Traveling outside the Philippines for the first time? You might be very excited but I bet you’re a little anxious, too! There might be a lot of questions brewing in your head right now so here’s a little something to shed light on some of the things you need to know before your trip. (These tips are for Filipino travelers only.)
Every country has its own Immigration rules. Some require visas from Filipino visitors, others don’t. Some have stricter rules, others don’t. It is important that you know these rules and requirements before your flight.
But here are some frequently asked questions that I thought I could answer. Again, I’m only relying on personal experience and some knowledge that I gained in my years of working in the airline industry. Some of these might already be outdated but I’ll try my best to keep them current.
WHAT'S COVERED IN THIS GUIDE?
What are the processes at the airport?
The usual process is this:
- Pay the Travel Tax. IDEALLY, the travel tax and departure fee are already included when you book your ticket, so please check your ticket. But there are times when it isn’t the case. If not sure, check-in first. The check-in agent will tell you if you still need to settle the tax. At NAIA Terminal 3, the travel tax counters should be on your far right when you’re facing the check-in counters. It’s P1,620 per person.
- Check in! Present the Departure Card together with the Travel Tax receipt, printed ticket and passport to the check-in agent. The Agent will give you your boarding pass.
- Fill out a copy of Immigration Form (aka Departure Card). You will get it at the Check-in Counter. Note that you will need to indicate your address abroad (address of the hotel or the friend you’re visiting).

*Given instruction*:
Pick up the travel guide for first-time Filipino travelers above and continue it past its last sentence.

*Data segment*:
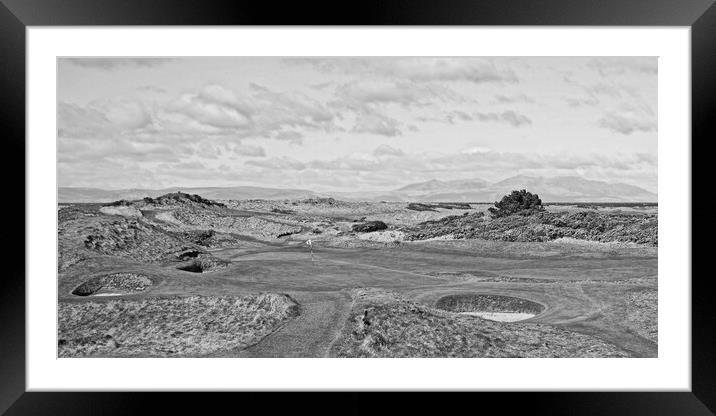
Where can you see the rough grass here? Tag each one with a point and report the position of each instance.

*Written answer*:
- Proceed to the Immigration Booths. They will be asking questions like: How long will you be staying abroad? What are you going to do there? What’s your occupation? Where will you stay? The key is to convince them that you’re going there to tour and not to find work. When they’re satisfied, they will put a stamp on your passport.
- Final security check. Remove all gadgets and metal items (including belts and coins) from your body. Remove your shoes only when instructed.
That’s about it. It’s a long process and it involves a lot of queueing so make sure you’re at the airport at least 2 hours before your flight.
How early should I be at the airport?
At least 2 hours before your scheduled departure.
I personally like showing up at the airport 3-4 hours earlier just in case something untoward happens. I once lost my old passport and visa at the airport on two different occasions (yeah, I was careless, haha), but good thing I had enough time to search. Also, I like staying at airports. Hehe.
Update: In peak season like the weeks before and after Christmas, it’s best to arrive at least 4 hours before your flight.
What are the things that I should bring to the airport?
I always have a checklist of items I MUST NOT forget.
Here are the most important items.
- Passport – Duh.
- Visa – When applicable
- Return Flight Ticket – Make sure you print out the tickets. When I fly domestic, I usually just show the check-in agent the tickets on my phone. They accept it. But for international flights, you will be showing your tickets too many times (check-in counter, travel tax counter, departure fee counter, immigration, etc) that it would be impractical and ridiculously annoying to whip out your phone every step of the way. A printed ticket will make it a lot easier for you and the people who will check it. Besides, a piece of paper does not need to be charged.
- Company ID – Immigration Officers sometimes ask for a company ID as a proof that you would return to the Philippines and would not seek employment opportunities in your destination country.
- Address and contact number abroad – If you’re traveling as a tourist, get the hotel’s exact address and contact number. If you’re visiting a friend or relative and you’re staying with them, get their exact address and contact number. You will need it when filling out immigration forms.
- DSWD Clearance – Only when traveling with a minor who is not your child and the parents are not joining the trip.
Here are other things that you can bring for good measure.
- Hotel reservation – If you’re traveling as a tourist.
- Invitation letter – If you’re visiting a friend or relative and staying with them.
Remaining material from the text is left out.